* _Directions for this task_:
Render the material as a numbered list, from its first line through the line containing "[[29, 246], [148, 141], [224, 125], [220, 303]]", leaving out any blank lines.

* _Dataset content_:
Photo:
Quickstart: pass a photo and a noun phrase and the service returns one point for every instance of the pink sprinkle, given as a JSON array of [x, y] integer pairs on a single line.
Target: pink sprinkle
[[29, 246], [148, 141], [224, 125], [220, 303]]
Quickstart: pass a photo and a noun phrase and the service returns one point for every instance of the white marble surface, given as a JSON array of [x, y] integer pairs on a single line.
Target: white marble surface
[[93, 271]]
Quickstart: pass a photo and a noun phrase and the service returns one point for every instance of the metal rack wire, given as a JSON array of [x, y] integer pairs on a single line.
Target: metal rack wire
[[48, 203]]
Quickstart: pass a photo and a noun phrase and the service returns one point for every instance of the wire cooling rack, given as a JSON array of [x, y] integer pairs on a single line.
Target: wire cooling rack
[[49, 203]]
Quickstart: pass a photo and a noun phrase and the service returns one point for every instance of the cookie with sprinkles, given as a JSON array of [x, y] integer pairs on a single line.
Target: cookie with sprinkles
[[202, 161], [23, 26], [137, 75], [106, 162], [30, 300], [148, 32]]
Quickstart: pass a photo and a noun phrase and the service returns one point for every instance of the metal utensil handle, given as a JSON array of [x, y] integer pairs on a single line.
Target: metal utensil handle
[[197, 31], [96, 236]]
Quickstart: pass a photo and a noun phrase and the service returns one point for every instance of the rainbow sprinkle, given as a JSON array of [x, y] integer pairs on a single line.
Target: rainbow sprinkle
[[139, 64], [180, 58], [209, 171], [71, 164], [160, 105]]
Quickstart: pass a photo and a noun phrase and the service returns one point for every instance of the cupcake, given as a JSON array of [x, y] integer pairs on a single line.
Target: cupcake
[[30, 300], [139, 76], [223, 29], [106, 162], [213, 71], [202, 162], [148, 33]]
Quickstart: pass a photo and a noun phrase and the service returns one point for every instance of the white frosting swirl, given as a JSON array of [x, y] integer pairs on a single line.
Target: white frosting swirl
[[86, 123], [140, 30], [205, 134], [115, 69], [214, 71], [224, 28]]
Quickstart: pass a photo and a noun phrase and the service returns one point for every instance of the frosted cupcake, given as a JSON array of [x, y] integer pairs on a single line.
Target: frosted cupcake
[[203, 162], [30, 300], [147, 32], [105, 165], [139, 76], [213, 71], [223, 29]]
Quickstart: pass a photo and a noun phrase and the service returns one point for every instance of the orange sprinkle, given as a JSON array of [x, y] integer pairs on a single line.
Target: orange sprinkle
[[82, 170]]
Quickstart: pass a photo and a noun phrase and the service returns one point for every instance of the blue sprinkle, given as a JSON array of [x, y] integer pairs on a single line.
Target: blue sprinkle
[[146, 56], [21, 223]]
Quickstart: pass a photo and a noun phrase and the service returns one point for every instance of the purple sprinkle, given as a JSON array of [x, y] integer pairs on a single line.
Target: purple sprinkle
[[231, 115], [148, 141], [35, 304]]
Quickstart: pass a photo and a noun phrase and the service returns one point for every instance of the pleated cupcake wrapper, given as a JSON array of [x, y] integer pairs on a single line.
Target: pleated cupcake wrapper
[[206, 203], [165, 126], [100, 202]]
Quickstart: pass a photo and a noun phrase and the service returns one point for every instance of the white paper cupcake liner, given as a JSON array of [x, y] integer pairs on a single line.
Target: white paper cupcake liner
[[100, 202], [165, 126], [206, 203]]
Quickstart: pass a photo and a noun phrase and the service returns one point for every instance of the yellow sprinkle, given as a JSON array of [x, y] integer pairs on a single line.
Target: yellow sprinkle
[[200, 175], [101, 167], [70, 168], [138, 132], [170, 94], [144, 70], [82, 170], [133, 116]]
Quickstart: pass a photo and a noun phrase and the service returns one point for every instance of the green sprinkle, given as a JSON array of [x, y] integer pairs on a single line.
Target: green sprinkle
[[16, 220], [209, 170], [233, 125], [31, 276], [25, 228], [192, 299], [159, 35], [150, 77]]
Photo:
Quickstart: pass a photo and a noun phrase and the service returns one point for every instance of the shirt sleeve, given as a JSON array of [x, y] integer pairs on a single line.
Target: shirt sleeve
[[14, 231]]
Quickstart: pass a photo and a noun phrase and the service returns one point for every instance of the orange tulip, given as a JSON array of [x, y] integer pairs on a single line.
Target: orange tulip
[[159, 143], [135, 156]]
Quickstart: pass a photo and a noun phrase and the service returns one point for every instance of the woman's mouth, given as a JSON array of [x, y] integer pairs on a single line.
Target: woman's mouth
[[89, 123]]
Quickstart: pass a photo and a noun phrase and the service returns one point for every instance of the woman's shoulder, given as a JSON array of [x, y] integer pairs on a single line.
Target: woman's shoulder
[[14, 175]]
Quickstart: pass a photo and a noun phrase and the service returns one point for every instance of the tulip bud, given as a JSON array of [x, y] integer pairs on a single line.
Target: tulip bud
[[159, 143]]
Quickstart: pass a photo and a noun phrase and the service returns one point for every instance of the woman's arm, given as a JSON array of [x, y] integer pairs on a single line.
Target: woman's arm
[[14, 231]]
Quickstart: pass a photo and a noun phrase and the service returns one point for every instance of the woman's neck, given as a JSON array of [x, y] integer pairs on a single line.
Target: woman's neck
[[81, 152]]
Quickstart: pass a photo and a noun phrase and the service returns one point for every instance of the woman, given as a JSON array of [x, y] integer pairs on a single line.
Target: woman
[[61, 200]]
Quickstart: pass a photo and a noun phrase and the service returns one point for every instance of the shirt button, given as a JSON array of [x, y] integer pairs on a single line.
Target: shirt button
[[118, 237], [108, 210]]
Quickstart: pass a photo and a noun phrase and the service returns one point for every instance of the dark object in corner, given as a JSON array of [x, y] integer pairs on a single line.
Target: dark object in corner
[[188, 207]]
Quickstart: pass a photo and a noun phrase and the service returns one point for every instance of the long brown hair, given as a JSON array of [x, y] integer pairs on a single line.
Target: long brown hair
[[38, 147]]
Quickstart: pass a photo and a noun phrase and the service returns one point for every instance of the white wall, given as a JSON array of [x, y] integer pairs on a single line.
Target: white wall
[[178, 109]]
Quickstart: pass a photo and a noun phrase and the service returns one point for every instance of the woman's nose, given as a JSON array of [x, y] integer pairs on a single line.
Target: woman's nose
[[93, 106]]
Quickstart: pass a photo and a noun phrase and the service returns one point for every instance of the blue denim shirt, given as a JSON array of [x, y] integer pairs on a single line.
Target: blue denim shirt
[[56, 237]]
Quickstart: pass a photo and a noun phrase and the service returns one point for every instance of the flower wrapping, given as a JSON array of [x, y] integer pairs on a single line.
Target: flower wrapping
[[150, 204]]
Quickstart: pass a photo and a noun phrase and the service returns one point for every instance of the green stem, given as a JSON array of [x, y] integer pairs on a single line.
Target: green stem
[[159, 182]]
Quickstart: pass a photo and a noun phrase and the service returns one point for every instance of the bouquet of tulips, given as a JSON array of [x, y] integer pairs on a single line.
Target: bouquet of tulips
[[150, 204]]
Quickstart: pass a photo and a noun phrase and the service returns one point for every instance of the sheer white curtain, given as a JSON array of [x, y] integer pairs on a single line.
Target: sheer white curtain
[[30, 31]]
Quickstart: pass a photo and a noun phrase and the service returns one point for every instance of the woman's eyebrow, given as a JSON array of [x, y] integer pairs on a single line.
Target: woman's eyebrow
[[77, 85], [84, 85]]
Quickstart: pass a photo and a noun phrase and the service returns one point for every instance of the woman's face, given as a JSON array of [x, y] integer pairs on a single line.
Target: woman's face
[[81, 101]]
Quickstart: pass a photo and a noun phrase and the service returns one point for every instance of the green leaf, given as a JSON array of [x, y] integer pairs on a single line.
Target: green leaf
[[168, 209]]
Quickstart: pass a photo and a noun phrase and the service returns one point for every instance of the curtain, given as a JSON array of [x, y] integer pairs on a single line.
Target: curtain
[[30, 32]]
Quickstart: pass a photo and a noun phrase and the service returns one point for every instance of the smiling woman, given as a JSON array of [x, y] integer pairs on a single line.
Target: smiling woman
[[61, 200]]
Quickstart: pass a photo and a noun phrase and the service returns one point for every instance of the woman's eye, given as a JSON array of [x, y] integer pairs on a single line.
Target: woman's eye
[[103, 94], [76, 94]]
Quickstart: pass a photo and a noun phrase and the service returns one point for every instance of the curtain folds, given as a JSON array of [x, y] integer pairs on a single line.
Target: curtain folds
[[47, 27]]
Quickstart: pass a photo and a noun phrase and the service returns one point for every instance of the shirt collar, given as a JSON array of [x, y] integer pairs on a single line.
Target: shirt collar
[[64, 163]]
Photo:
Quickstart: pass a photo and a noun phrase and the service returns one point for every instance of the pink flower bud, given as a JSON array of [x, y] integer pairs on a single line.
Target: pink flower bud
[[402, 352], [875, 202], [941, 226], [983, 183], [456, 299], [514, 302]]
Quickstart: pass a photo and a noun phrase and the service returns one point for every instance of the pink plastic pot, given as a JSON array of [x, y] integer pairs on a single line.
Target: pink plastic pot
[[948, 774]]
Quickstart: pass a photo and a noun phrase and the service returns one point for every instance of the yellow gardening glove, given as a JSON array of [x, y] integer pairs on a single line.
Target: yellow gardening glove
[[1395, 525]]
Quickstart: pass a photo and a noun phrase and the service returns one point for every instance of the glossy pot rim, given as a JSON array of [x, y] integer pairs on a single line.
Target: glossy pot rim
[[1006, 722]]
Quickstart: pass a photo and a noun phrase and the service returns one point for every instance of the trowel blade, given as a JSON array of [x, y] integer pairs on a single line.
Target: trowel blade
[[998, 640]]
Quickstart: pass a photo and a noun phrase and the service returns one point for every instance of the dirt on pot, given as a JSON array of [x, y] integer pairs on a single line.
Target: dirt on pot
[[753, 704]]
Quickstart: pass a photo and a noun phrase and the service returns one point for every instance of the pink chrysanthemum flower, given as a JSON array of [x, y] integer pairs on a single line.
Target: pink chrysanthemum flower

* _Exercise answer_:
1. Photo:
2. Quickstart: pass a photo and a noun phrase and the service returns one point for every instance of the pink sprinkle, given as a JSON array of [x, y] integer pairs on a single line.
3. Target: pink sprinkle
4. [[29, 246], [148, 141], [224, 125], [220, 303]]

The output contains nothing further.